:: EXERCISE OBJECTIVE ::
Count the lines in the records below that contain the string "separated", and reply with the number alone.

:: DATASET RECORDS ::
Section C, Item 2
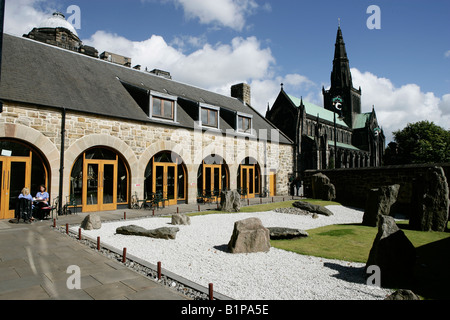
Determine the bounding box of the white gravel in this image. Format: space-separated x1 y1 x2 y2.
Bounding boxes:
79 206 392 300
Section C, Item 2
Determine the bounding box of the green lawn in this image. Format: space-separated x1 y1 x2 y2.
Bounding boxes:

==

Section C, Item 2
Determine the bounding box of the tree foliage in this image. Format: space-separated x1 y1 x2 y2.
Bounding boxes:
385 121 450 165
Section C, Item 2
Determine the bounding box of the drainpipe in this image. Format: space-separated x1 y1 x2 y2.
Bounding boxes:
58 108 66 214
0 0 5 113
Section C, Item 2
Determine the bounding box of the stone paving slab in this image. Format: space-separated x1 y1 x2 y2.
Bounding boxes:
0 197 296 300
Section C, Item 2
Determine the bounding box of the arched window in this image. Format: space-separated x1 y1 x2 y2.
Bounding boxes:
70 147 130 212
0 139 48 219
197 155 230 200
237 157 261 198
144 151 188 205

:: CORRECT OUTPUT ::
6